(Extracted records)
▽
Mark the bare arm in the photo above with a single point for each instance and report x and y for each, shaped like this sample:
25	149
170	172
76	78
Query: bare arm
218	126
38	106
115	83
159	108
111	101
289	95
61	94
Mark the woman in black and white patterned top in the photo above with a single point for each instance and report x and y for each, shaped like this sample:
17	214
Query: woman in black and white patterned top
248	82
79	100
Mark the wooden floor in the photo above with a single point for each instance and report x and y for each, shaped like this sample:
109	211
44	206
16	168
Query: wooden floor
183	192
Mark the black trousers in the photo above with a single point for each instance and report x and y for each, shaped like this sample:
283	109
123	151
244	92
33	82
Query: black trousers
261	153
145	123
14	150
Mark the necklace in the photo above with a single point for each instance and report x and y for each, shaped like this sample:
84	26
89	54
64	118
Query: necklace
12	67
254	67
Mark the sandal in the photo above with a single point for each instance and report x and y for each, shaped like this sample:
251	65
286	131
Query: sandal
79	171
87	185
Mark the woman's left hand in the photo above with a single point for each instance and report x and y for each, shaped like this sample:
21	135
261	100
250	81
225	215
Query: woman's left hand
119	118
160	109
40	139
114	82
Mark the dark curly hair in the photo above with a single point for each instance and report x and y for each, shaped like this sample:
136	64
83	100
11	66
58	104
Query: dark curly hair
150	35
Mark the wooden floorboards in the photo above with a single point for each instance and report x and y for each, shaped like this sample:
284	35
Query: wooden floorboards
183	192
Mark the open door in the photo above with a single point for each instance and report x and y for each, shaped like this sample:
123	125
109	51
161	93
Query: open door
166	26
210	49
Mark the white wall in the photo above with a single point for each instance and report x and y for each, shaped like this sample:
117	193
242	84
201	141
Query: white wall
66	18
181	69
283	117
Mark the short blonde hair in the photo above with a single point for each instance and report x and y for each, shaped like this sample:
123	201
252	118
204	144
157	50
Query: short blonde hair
△
_WHAT YOU HAVE TO DO:_ Copy the lines of the records above without changing anything, every record included.

_RESPONSE:_
Mark the bare arm in the photo above with a single point for each instance and report x and y for each, shaped like this sample:
25	149
170	172
76	78
Query: bare arm
218	126
38	106
115	83
159	108
111	101
289	95
61	94
Mark the woman in black and white patterned top in the photo above with a single point for each instance and report x and y for each, shaped like this sample:
17	214
Query: woman in black and white patterned top
248	82
79	100
Mark the wooden floor in the photo above with a single point for each instance and report x and y for each, shaped like this sample:
109	211
44	206
16	168
Query: wooden floor
183	192
Mark the black trousers in the photo above with a single point for each instance and report x and y for each, shaped like this sample:
283	109
123	151
244	92
33	82
Query: black trousers
261	153
145	123
14	150
Mark the necklace in the photo above with a single point for each instance and report x and y for each, shaped like this sample:
84	26
89	54
64	118
Query: necklace
12	67
254	67
Mark the sandal in the photo above with a single point for each instance and report x and y for each, shaped like this sample:
251	65
286	131
Query: sandal
79	171
87	185
Mark the woman's left hand in the photo above with a single point for each instance and report x and y for each, shaped like this sample:
21	135
261	100
250	81
225	215
Query: woman's left hand
119	118
160	109
40	139
114	82
Mark the dark curly hair in the photo above with a single point for each instance and report x and y for each, shaped like this sample:
136	64
83	100
11	66
58	104
Query: dark curly hair
150	35
Mark the wooden floorboards in the photo above with a single point for each instance and report x and y for each, shaped like this sample:
284	35
Query: wooden floorboards
183	192
Mark the open door in the photo above with a single point for each instance and report x and y for each, shaped like this sample:
123	125
109	51
161	93
Query: open door
166	26
210	49
Mark the white wall in the photo above with a single point for each instance and report x and y for each, shaped like this sample:
117	193
242	84
201	141
Query: white wall
66	18
181	69
283	117
Mark the short blonde hair in the photo above with a single point for each instance and report x and y for each, shaped like this sample:
123	201
252	118
204	144
157	50
Query: short blonde hair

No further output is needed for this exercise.